▸ **TEXTO PROPORCIONADO**:
□ □ □ □ □
La violencia racista ha estallado con toda su fuerza en los Estados Unidos de Donald Trump, un país donde las nuevas generaciones del Ku Klux Klan se han quitado la capucha y los neonazis marchan exultantes y con orgullo, arropados por otros estadounidenses organizados en milicias mientras, con representantes de la derecha radical en su equipo, el presidente se resiste a distanciarse claramente de esos grupos.

Ayer sábado, tres personas murieron en Charlottesville (Virginia) en una caótica y violenta jornada provocada por la convocatoria de una manifestación de extrema derecha, a la que respondieron contramanifestantes. Una de las muertes, la de una mujer de 32 años, se produjo cuando un coche arrolló a algunos de esos contramanifestantes, dejando también 19 heridos, que se suman a otros 14 lesionados en los enfrentamientos. Las otras dos muertes fueron consecuencia del accidente de un helicóptero de la policía que seguía desde el aire las protestas.

El ataque con el coche fue intencionado según algunos testigos y los indicios a los que apuntan los vídeos, reminiscentes de las imágenes de atentados en Niza o Londres. Por él ha sido detenido y acusado de cargos que incluyen el de asesinato en segundo grado un joven de 20 años de Ohio, James Alex Fields Jr. Y el Departamento de Justicia ha empezado a investigar como un caso de derechos civiles.
□ □ □ □ □
▸ **REQUISITOS DEL EJERCICIO**:
Prosiga la noticia sobre la jornada violenta de Charlottesville a partir de su último párrafo, con el mismo registro periodístico.

▸ **MATERIAL PROPORCIONADO**:
□ □ □ □ □
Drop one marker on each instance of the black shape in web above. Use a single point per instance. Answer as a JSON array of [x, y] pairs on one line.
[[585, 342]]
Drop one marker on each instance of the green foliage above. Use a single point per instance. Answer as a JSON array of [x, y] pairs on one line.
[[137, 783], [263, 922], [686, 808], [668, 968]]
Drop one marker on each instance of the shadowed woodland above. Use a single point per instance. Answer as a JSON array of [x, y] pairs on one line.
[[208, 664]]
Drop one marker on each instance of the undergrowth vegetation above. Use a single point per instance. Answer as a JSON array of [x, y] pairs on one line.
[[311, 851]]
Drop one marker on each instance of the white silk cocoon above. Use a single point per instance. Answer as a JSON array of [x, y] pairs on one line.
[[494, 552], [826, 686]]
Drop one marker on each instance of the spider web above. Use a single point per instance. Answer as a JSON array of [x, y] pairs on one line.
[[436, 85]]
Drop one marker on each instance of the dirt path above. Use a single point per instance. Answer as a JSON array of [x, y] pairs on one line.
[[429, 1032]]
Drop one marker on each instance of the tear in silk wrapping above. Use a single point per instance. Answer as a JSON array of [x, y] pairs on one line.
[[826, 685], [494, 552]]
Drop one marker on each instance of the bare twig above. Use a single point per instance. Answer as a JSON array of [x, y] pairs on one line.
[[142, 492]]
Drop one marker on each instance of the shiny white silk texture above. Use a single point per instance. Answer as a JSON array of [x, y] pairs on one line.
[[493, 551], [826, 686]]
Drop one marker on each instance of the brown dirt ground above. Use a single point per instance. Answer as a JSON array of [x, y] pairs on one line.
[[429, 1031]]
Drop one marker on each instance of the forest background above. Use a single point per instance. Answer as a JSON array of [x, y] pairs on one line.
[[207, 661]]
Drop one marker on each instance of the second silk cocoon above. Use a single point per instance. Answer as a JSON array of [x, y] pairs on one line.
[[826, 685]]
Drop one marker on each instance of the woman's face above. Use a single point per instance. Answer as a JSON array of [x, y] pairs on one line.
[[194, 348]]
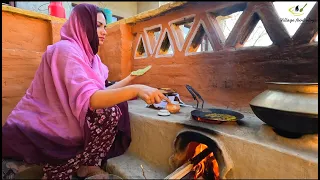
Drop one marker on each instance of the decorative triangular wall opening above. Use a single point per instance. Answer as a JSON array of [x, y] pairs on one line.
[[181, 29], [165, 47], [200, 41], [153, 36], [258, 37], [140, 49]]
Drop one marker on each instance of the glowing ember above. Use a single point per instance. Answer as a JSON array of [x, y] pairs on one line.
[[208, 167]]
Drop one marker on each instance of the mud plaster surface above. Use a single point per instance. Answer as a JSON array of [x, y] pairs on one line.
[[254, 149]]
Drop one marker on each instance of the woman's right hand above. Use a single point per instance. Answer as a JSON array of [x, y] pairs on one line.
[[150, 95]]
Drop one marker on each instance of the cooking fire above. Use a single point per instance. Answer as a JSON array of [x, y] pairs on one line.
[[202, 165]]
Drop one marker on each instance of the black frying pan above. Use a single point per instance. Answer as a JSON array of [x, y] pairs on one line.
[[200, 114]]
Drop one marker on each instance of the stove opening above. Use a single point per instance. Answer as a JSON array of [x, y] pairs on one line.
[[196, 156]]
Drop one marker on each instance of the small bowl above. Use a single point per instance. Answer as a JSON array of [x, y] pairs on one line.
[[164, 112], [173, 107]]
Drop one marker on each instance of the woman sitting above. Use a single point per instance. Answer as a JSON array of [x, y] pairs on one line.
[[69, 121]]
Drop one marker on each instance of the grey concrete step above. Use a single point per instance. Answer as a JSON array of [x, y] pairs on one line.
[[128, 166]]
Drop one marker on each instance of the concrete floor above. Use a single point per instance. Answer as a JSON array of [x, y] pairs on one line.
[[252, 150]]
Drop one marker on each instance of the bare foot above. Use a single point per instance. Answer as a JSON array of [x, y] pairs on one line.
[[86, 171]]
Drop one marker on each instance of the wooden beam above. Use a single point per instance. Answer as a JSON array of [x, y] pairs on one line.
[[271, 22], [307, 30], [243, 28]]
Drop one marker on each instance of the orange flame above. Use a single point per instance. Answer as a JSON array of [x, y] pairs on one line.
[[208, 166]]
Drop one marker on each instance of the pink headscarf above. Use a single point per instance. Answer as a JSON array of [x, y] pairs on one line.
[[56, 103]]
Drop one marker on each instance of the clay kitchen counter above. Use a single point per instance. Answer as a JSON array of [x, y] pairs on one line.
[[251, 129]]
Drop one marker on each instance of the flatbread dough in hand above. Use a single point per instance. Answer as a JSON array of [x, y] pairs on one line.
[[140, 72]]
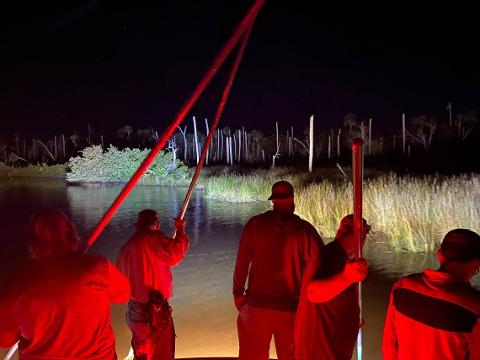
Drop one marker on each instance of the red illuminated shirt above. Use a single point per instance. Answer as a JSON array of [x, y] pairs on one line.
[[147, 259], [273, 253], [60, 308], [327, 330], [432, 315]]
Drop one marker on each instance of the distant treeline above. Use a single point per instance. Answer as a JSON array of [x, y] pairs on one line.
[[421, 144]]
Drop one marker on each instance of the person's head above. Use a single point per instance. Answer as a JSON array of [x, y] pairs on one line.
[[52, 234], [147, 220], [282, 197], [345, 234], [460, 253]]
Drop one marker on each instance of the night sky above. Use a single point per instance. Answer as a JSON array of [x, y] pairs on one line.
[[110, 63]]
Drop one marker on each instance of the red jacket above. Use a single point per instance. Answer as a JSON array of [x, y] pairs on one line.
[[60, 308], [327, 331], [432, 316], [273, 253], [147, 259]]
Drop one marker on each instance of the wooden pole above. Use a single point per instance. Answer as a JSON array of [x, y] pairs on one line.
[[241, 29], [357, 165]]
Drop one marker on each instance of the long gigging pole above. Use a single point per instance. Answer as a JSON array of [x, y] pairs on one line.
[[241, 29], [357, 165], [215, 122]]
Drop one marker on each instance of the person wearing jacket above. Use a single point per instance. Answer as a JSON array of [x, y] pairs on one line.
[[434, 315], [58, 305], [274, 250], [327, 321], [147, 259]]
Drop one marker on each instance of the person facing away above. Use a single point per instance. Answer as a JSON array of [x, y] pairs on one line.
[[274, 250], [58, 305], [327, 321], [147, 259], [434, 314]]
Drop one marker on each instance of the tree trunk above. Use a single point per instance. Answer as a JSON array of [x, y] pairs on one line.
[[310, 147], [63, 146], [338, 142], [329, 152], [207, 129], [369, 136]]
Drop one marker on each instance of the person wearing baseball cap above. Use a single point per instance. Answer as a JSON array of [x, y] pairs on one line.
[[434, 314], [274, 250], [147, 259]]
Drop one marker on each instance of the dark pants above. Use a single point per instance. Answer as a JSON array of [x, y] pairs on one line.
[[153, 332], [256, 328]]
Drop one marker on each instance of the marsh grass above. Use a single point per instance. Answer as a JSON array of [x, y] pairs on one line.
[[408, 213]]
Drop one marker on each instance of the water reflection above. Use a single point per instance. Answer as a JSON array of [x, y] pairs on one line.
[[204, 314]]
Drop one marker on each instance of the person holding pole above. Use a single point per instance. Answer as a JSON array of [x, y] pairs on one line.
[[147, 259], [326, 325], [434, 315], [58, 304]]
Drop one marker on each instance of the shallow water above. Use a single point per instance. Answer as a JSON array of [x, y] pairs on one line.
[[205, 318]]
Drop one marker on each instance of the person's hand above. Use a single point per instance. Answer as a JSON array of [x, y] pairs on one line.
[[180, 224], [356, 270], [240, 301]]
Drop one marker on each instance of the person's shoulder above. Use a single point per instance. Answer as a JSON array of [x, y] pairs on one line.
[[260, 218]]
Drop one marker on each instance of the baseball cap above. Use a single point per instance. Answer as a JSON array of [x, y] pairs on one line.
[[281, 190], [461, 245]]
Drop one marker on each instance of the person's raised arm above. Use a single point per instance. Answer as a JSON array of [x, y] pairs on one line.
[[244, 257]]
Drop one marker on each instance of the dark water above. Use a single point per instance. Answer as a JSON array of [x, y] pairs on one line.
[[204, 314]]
□ □ □ □ □
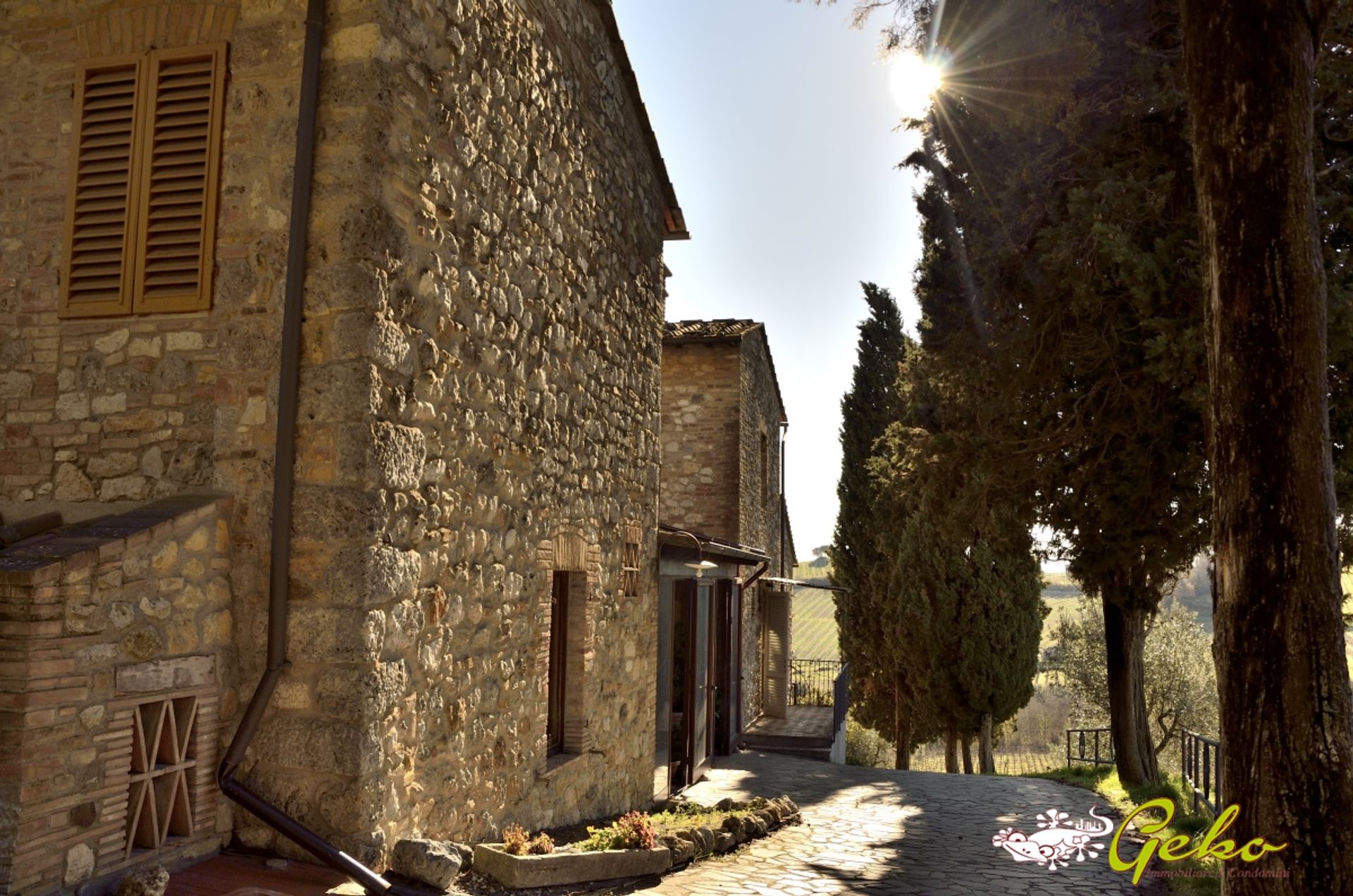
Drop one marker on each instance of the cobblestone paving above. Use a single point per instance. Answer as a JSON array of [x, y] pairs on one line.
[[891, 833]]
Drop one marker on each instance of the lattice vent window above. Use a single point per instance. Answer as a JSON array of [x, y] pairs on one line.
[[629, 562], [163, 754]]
□ □ □ □ □
▸ **RESPUESTA SOLICITADA**:
La condena de Trump

Trump ha condenado los hechos pero tanto sus mensajes en Twitter como sobre todo la declaración que ha hecho desde Bedminster (Nueva Jersey) han sido ampliamente criticados. Al hablar ante la prensa el presidente ha condenado “en los términos más contundentes posibles esta atroz muestra de odio, intolerancia y violencia” pero la ha atribuido en dos ocasiones a “muchos bandos”. Y esa equidistancia, y el hecho de que en ninguno de sus mensajes haya denunciado directamente a los grupos racistas, le ha granjeado un aluvión de críticas, incluso desde su propio partido.